• DATA SECTION:
....................

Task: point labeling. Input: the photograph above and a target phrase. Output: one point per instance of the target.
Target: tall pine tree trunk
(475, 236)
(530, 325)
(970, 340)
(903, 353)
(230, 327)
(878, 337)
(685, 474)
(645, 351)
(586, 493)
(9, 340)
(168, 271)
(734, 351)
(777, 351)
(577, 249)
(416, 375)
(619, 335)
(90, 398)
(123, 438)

....................

• WRITTEN TASK: Extract every line above and reproduce each one verbatim, in its original order.

• CORRECT OUTPUT:
Task: point labeling. Input: the photograph above and a target phrase. Output: one point per instance of the target.
Target: tall pine tree trunk
(475, 236)
(530, 325)
(970, 340)
(903, 353)
(230, 327)
(878, 337)
(685, 474)
(645, 351)
(586, 493)
(9, 340)
(168, 271)
(734, 351)
(777, 351)
(577, 249)
(416, 375)
(619, 335)
(90, 398)
(123, 438)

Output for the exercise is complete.